## Task to complete
Your answer should consist of each line below that contains the string "street".

■ ■ ■ ■ ■ ■ ■

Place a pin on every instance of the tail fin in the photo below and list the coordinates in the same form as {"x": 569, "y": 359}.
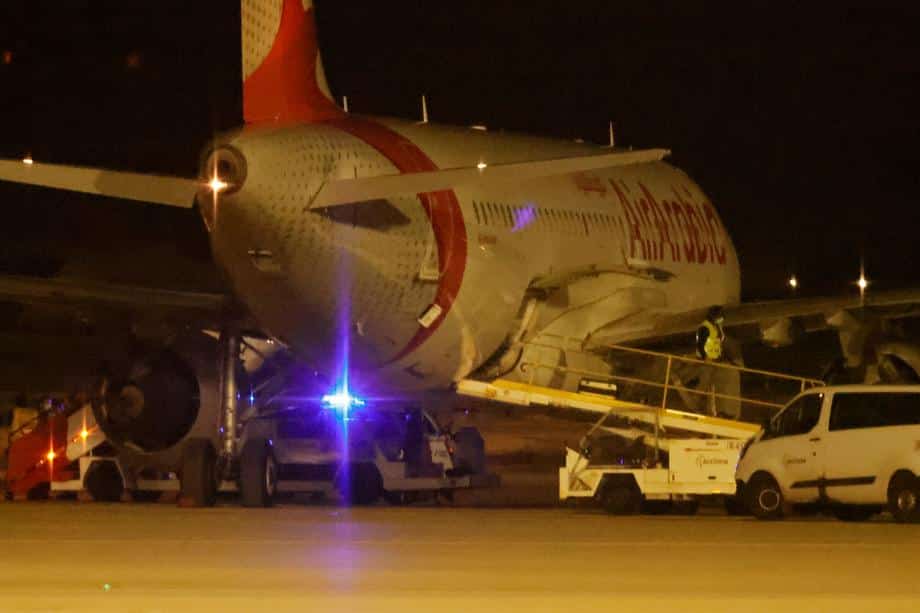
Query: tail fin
{"x": 283, "y": 78}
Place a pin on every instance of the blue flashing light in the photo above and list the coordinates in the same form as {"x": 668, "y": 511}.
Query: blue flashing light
{"x": 342, "y": 401}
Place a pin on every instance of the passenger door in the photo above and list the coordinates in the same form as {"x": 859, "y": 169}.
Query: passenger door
{"x": 794, "y": 439}
{"x": 863, "y": 435}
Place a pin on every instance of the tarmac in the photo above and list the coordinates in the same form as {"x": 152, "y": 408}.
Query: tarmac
{"x": 65, "y": 556}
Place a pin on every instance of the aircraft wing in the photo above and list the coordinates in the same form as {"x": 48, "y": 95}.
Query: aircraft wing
{"x": 156, "y": 189}
{"x": 348, "y": 191}
{"x": 204, "y": 309}
{"x": 811, "y": 313}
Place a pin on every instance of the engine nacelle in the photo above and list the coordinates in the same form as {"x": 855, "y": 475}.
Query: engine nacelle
{"x": 781, "y": 333}
{"x": 898, "y": 362}
{"x": 149, "y": 406}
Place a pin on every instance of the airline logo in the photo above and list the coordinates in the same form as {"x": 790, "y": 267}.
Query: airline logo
{"x": 670, "y": 229}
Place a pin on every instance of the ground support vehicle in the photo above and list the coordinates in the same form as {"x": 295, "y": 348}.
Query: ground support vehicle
{"x": 853, "y": 450}
{"x": 646, "y": 455}
{"x": 400, "y": 456}
{"x": 623, "y": 482}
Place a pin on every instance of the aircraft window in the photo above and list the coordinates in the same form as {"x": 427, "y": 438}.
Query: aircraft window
{"x": 874, "y": 410}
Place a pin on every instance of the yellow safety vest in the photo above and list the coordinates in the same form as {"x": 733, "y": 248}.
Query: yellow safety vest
{"x": 713, "y": 345}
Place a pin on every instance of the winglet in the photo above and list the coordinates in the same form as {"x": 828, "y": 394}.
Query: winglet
{"x": 283, "y": 78}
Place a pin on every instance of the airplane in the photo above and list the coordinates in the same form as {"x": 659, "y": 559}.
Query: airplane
{"x": 415, "y": 254}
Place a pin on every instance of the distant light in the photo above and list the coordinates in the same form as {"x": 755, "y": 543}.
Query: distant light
{"x": 217, "y": 185}
{"x": 342, "y": 401}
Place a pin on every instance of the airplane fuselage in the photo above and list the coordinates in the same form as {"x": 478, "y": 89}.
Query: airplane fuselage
{"x": 420, "y": 290}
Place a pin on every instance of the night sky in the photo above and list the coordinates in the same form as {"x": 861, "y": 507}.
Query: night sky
{"x": 801, "y": 124}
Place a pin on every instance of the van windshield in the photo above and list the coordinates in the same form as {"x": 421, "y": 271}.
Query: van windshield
{"x": 800, "y": 417}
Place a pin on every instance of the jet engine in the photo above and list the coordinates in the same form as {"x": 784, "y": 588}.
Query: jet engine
{"x": 153, "y": 401}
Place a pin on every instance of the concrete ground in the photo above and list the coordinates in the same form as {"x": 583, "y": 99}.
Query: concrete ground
{"x": 59, "y": 556}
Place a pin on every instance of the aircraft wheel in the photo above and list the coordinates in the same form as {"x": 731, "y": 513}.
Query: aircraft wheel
{"x": 258, "y": 474}
{"x": 198, "y": 478}
{"x": 103, "y": 481}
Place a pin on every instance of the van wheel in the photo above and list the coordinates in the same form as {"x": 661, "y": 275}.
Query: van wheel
{"x": 852, "y": 513}
{"x": 764, "y": 498}
{"x": 620, "y": 499}
{"x": 904, "y": 498}
{"x": 363, "y": 484}
{"x": 258, "y": 474}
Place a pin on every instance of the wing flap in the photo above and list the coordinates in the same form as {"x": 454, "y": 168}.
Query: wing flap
{"x": 347, "y": 191}
{"x": 156, "y": 189}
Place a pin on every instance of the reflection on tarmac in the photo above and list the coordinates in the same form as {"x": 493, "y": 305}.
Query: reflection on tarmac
{"x": 61, "y": 556}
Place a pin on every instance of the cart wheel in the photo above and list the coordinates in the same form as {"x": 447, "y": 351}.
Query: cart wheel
{"x": 620, "y": 499}
{"x": 685, "y": 507}
{"x": 147, "y": 496}
{"x": 397, "y": 499}
{"x": 198, "y": 478}
{"x": 103, "y": 481}
{"x": 656, "y": 507}
{"x": 258, "y": 474}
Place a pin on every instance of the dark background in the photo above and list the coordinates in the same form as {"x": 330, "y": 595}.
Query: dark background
{"x": 800, "y": 123}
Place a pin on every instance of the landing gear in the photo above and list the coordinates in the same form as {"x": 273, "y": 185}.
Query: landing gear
{"x": 202, "y": 468}
{"x": 104, "y": 482}
{"x": 258, "y": 474}
{"x": 198, "y": 476}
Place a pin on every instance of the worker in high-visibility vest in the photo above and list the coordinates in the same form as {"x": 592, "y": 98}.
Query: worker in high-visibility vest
{"x": 710, "y": 337}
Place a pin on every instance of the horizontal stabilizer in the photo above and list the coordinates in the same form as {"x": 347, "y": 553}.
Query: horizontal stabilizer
{"x": 170, "y": 191}
{"x": 348, "y": 191}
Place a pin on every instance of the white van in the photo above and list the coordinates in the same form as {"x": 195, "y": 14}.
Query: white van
{"x": 854, "y": 449}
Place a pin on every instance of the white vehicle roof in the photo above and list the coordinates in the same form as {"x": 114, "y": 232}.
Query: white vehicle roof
{"x": 865, "y": 388}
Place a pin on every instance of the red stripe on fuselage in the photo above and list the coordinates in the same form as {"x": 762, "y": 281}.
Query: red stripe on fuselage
{"x": 442, "y": 208}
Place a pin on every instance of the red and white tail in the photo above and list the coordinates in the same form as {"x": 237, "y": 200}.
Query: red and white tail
{"x": 283, "y": 78}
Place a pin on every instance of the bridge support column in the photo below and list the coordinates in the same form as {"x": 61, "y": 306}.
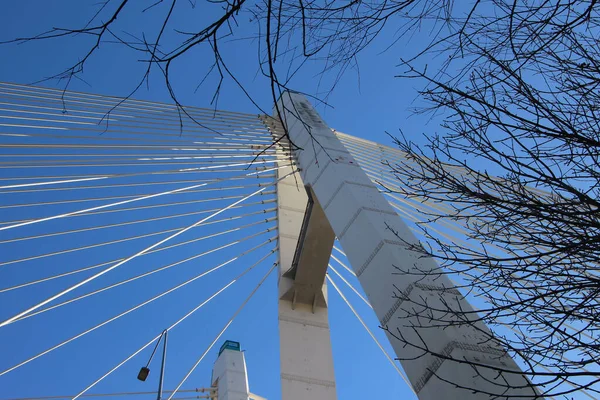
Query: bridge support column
{"x": 375, "y": 241}
{"x": 229, "y": 373}
{"x": 305, "y": 243}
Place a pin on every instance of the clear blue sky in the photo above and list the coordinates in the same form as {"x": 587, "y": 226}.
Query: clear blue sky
{"x": 380, "y": 103}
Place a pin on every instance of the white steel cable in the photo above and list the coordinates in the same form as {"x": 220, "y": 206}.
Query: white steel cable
{"x": 50, "y": 203}
{"x": 64, "y": 274}
{"x": 168, "y": 329}
{"x": 341, "y": 263}
{"x": 93, "y": 228}
{"x": 91, "y": 246}
{"x": 61, "y": 344}
{"x": 350, "y": 286}
{"x": 210, "y": 168}
{"x": 106, "y": 270}
{"x": 222, "y": 331}
{"x": 371, "y": 334}
{"x": 69, "y": 214}
{"x": 114, "y": 285}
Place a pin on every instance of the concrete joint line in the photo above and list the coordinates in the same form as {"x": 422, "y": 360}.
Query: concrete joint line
{"x": 341, "y": 185}
{"x": 303, "y": 321}
{"x": 357, "y": 213}
{"x": 310, "y": 381}
{"x": 374, "y": 253}
{"x": 448, "y": 349}
{"x": 292, "y": 209}
{"x": 406, "y": 292}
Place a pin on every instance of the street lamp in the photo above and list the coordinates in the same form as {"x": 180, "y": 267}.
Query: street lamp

■ ■ ■ ■ ■ ■ ■

## Answer for the task
Place a pin on every instance of the street lamp in the photo above and list the coordinates in the same form as {"x": 180, "y": 267}.
Query: street lamp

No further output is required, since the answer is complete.